TASK DETAILS: Print every entry, word for word, and skip the images.

**** INPUT MATERIAL

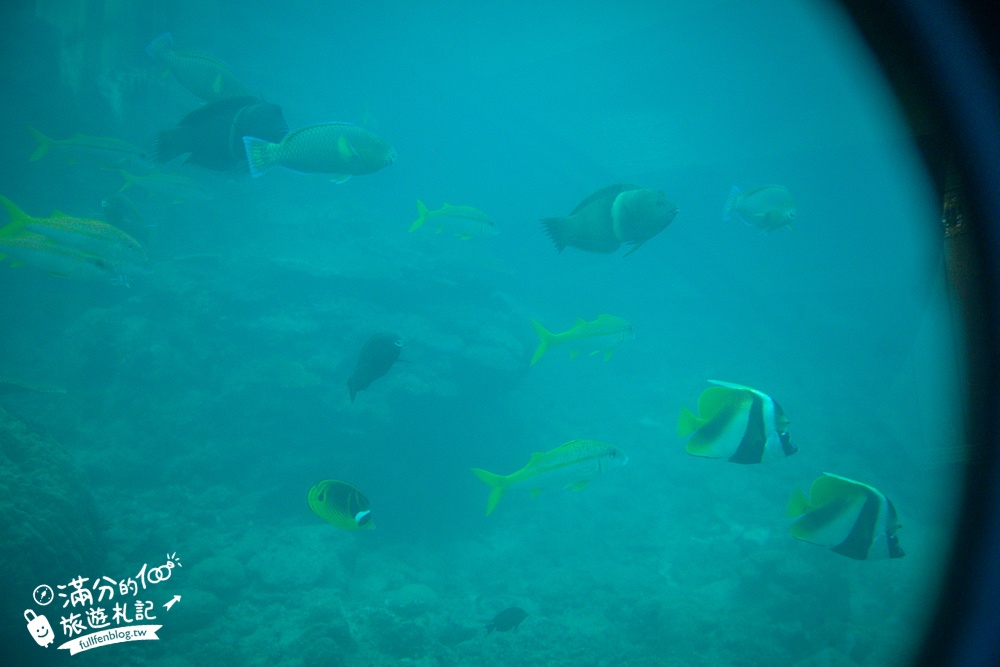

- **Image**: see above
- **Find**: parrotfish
[243,123,396,183]
[347,333,403,403]
[307,479,375,530]
[531,315,633,365]
[146,32,249,102]
[542,184,677,256]
[786,472,906,560]
[677,380,798,463]
[410,199,498,239]
[472,440,628,516]
[722,185,798,232]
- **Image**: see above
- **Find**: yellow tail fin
[0,195,31,237]
[531,320,556,366]
[472,468,507,516]
[410,199,429,232]
[27,125,52,162]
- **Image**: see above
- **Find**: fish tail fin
[542,218,566,252]
[146,32,174,58]
[785,489,813,517]
[27,125,53,162]
[410,199,429,232]
[472,468,507,516]
[0,195,31,238]
[722,185,740,222]
[677,408,703,438]
[243,137,275,178]
[531,320,556,366]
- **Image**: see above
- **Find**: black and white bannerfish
[786,472,906,560]
[677,380,799,463]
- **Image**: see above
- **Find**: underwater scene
[0,0,964,667]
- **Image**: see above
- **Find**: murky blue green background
[0,0,961,667]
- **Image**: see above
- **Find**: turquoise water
[0,1,961,667]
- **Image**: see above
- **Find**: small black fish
[347,333,403,403]
[156,97,288,171]
[486,607,528,634]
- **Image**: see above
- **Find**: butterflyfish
[531,314,633,365]
[677,380,798,463]
[786,472,906,560]
[308,479,375,530]
[486,607,528,634]
[722,185,798,232]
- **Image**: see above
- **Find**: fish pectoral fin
[337,137,358,160]
[785,489,814,517]
[622,241,645,257]
[677,408,707,438]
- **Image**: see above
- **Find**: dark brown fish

********

TASK OUTPUT:
- **Image**: see above
- **Find**: parrotfish
[243,123,396,183]
[347,333,403,403]
[307,479,375,530]
[531,315,633,365]
[146,32,249,102]
[542,184,677,256]
[786,472,906,560]
[677,380,798,463]
[410,199,498,239]
[472,440,628,516]
[722,185,798,232]
- **Image**: see above
- **Find**: yellow tail fin
[0,195,31,237]
[531,320,556,366]
[472,468,507,516]
[410,199,429,232]
[27,125,52,162]
- **Image**: see above
- **Find**: fish tail fin
[542,218,566,252]
[146,32,174,58]
[785,489,813,517]
[27,125,53,162]
[410,199,429,232]
[472,468,507,516]
[0,195,31,238]
[722,185,740,222]
[677,408,703,438]
[243,137,275,178]
[531,320,556,366]
- **Image**: see above
- **Find**: black and white bannerfish
[786,472,906,560]
[677,380,799,463]
- **Image**: see above
- **Find**: underwater scene
[0,0,964,667]
- **Image**: see above
- **Find**: murky blue green background
[0,0,961,667]
- **Image**: see above
- **Find**: turquoise water
[0,1,961,667]
- **Image**: see above
- **Find**: small black fish
[347,333,403,403]
[156,97,288,171]
[486,607,528,634]
- **Image**: see above
- **Find**: butterflyfish
[531,314,633,365]
[677,380,798,463]
[786,472,906,560]
[308,479,375,530]
[486,607,528,634]
[722,185,798,232]
- **Image**: see above
- **Find**: fish pectoral fin
[337,137,358,160]
[785,489,814,517]
[622,241,645,257]
[677,408,707,438]
- **Image**: see above
- **Find**: dark brown fish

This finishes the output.